_Task description:_ For the listing below, report all lines that hold the word "every".

_Data to process:_
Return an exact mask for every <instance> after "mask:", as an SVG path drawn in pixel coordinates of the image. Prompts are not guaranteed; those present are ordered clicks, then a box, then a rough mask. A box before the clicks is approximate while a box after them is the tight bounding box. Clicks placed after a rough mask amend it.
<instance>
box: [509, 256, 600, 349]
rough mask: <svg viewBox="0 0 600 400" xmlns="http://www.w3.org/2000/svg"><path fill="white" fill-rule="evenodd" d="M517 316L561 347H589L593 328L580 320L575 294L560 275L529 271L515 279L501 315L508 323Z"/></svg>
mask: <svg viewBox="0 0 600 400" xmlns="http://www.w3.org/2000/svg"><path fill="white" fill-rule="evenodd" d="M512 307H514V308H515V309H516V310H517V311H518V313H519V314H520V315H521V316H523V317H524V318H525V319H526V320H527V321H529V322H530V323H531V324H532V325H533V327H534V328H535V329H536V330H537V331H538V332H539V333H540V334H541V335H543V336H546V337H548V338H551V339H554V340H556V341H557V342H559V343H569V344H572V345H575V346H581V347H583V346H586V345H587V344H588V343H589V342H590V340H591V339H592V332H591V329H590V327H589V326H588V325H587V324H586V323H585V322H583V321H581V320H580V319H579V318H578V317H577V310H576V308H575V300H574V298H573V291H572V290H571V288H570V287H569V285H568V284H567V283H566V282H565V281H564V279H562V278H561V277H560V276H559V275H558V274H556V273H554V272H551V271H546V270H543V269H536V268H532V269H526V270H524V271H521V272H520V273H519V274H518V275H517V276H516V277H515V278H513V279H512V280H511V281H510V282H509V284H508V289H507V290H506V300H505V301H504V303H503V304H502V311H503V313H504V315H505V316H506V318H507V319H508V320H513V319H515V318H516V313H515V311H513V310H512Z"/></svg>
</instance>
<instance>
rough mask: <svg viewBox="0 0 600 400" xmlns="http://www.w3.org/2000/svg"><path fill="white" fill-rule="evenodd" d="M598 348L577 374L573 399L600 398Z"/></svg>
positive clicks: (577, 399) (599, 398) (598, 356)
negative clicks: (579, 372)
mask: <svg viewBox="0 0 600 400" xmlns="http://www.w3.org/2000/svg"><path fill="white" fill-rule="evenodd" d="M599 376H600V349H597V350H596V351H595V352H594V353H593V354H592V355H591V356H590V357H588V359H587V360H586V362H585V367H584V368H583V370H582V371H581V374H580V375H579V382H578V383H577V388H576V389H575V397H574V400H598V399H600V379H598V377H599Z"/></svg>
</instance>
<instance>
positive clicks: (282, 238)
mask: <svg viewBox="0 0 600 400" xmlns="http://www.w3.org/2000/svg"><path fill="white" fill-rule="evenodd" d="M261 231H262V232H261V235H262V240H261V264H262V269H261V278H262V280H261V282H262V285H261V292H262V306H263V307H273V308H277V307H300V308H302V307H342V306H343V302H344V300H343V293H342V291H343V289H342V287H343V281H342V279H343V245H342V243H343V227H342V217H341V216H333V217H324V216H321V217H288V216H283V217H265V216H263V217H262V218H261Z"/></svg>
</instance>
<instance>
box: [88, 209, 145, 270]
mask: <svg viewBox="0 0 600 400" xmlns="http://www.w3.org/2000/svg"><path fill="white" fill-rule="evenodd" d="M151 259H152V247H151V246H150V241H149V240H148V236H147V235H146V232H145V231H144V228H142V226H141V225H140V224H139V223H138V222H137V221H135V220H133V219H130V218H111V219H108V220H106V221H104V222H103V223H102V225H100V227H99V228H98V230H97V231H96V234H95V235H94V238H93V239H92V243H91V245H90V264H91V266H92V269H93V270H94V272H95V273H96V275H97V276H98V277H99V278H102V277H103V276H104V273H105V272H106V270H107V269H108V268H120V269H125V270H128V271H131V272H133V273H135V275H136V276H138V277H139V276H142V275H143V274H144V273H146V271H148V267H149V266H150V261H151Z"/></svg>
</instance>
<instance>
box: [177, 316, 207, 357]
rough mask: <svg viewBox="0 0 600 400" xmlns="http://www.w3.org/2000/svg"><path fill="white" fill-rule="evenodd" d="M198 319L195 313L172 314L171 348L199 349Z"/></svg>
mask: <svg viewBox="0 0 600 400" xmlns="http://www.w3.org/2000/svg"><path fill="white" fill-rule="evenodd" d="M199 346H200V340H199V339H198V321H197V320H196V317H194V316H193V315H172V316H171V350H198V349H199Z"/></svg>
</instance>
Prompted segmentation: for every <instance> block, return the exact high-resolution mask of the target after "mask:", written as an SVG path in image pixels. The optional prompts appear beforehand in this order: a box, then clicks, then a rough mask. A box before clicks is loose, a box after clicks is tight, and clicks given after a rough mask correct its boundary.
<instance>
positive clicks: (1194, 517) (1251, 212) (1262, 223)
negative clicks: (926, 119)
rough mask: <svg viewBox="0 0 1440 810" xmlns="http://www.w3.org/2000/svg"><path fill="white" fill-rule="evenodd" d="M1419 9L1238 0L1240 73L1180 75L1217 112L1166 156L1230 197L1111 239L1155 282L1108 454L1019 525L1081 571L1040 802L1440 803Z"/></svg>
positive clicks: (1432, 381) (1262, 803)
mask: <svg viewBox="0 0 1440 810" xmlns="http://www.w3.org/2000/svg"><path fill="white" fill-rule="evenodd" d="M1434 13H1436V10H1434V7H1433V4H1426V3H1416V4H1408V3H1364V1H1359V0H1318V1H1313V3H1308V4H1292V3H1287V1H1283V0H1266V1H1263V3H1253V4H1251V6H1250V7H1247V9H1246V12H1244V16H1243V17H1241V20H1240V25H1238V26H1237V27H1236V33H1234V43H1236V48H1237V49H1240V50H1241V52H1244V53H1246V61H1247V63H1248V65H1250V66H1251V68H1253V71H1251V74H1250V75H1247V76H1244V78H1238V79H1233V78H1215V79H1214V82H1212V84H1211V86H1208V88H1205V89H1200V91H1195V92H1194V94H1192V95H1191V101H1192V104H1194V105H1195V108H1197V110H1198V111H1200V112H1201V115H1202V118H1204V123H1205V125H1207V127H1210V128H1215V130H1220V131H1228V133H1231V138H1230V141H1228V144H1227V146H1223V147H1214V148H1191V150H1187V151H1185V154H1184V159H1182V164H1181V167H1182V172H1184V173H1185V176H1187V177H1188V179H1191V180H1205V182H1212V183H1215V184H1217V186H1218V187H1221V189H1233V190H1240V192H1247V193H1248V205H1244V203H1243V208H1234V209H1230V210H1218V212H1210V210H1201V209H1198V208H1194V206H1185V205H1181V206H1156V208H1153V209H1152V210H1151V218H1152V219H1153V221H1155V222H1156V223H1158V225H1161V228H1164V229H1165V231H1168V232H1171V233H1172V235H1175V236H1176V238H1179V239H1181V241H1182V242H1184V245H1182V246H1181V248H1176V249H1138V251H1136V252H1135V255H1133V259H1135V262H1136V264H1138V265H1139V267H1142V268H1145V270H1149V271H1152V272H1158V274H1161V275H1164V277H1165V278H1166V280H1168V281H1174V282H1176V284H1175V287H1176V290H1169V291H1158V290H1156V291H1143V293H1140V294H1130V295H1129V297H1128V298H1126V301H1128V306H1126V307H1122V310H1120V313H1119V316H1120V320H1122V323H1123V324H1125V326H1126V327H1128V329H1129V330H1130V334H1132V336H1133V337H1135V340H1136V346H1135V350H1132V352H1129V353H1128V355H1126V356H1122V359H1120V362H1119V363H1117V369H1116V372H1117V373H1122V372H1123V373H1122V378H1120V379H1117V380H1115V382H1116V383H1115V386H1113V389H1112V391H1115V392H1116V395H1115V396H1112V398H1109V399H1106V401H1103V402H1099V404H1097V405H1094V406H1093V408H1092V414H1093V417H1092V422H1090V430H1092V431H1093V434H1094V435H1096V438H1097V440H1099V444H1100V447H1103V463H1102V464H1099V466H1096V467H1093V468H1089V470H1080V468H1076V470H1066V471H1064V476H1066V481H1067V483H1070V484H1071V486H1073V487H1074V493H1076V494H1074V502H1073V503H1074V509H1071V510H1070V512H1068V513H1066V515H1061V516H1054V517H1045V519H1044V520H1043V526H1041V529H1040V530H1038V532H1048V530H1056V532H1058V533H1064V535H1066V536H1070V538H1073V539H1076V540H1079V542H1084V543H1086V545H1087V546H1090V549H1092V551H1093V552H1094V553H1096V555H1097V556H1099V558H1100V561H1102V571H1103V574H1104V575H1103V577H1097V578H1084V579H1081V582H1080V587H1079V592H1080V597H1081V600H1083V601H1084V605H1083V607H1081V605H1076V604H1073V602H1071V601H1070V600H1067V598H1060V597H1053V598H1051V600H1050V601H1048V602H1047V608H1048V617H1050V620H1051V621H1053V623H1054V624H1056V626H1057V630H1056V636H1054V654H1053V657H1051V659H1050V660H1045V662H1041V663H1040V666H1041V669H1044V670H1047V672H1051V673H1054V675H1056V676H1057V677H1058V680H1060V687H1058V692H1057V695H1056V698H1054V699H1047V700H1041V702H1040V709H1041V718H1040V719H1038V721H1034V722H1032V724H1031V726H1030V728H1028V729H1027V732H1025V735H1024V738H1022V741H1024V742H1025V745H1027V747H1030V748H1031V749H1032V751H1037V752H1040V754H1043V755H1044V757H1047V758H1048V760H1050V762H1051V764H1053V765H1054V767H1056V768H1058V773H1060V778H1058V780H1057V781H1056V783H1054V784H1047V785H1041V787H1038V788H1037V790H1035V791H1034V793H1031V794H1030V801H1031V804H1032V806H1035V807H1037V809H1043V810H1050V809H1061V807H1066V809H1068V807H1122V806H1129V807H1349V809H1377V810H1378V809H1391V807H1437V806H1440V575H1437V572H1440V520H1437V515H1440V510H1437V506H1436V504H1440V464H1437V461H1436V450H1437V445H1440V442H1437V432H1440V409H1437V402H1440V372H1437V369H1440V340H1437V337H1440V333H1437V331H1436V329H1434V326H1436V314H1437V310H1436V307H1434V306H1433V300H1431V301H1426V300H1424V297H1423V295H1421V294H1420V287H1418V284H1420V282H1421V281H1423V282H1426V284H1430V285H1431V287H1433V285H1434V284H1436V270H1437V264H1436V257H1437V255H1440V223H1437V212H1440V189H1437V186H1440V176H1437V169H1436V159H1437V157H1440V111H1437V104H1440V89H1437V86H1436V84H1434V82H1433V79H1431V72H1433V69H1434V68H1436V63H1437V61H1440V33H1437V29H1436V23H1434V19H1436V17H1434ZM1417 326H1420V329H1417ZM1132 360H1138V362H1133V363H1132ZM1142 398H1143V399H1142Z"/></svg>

_Task answer:_
Return an exact mask for every <instance> after "mask:", as an SVG path drawn in pixel coordinates of the image. Prompts are not guaranteed; those present are ordered clicks, then a box, then a rough mask. A box before the clicks is approximate while a box after them is the tight bounding box. Clicks placed after a rough mask amend it.
Prompted segmentation: for every <instance> block, return the exact high-resolution mask of the target after "mask:", written as an SVG path in image pixels. The optional prompts appear beforehand in this order: a box, then clicks, then a rough mask. A box before clicks is loose, a box after clicks is tight, and clicks given after a rough mask correct its boundary.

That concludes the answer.